**SOURCE TEXT:**
*** Begin section ***
Gelman and Picasso

« previous post | next post »

I very much enjoyed Andrew Gelman's post "Bayesian statistical pragmatism" (4/15/2011) on his blog Statistical Modeling, Causal Inference, and Social Science. And one aspect of that post struck me as especially relevant to some recent LL discussions:

I am surprised to see Kass write that scientists believe that the theoretical and real worlds are aligned. It is from acknowledging the discrepancies between these worlds that we can (a) feel free to make assumptions without being paralyzed by fear of making mistakes, and (b) feel free to check the fit of our models (those hypothesis tests again! Although I prefer graphical model checks, supplanted by p-values as necessary). All models are false, etc.

I assume that Kass is using the word "aligned" in a loose sense, to imply that scientists believe that their models are appropriate to reality even if not fully correct. But I would not even want to go that far. Often in my own applied work I have used models that have clear flaws, models that are at best "phenomenological" in the sense of fitting the data rather than corresponding to underlying processes of interest–and often such models don't fit the data so well either. But these models can still be useful: they are still a part of statistics and even a part of science (to the extent that science includes data collection and description as well as deep theories).
*** End section ***
**TASK PROMPT:** How would you carry on the post about Andrew Gelman's "Bayesian statistical pragmatism" from where it stops?

**RECORDED INFORMATION:**
*** Begin section ***
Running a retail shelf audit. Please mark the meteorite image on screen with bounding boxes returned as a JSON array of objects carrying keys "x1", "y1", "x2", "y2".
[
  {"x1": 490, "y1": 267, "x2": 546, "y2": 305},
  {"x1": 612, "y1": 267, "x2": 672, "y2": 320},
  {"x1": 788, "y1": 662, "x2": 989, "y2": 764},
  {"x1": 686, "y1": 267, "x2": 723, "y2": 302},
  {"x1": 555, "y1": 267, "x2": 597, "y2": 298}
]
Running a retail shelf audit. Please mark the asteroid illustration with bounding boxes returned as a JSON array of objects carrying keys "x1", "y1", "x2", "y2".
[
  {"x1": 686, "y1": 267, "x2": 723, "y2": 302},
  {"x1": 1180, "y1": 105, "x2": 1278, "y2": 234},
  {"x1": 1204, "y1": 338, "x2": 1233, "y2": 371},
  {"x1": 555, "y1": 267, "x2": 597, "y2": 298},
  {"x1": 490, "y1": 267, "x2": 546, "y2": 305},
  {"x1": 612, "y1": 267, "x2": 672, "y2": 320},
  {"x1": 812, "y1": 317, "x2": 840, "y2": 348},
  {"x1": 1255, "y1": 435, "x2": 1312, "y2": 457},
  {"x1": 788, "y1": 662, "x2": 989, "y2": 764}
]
*** End section ***
**OUTPUT BELOW:**
I wrote the passage above nearly two months ago, in the middle of April, as the beginning of a post that I never finished. The "recent LL discussions" that I had in mind then were "Word order 'universals' are lineage-specific?", 4/15/2011, and "Phonemic diversity decays 'out of Africa'?", 4/16/2011; but Gelman's post also obviously applies to "Norvig channels Shannon contra Chomsky", 5/31/2011, and "Straw men and bee science", 6/4/2011.

And all of this reminds me of something I wrote seven years ago about an earlier controversy in computational phylogeny — "More on Gray and Atkinson", 4/28/2004:

In thinking about the general problem, an analogy with physics may be helpful. If we assume that the sun, planets and other heavenly bodies are point masses in calculating their orbital dynamics, our model is obviously false to fact. But does this simplification invalidate our conclusions? Well, it might or might not, depending on what calculations we do and what conclusions we want to draw. Any model of orbital dynamics will be simplified — and therefore false — to one extent or another. The question is whether this matters with respect to some specific quantitative or qualitative prediction. Giving a correct answer to that question requires a mixture of detailed mathematical reasoning, relevant empirical testing and luck.

One of Russell Gray's slides made this point by quoting the well-known scientific proverb that "A model is a lie that leads us to the truth". I believe that this was originally adapted (by whom?) from a remark made by Picasso:

"We all know that art is not truth. Art is a lie that makes us realize truth, at least the truth that is given us to understand. The artist must know the manner whereby to convince others of the truthfulness of his lies." (The Arts, Picasso Speaks, 1923)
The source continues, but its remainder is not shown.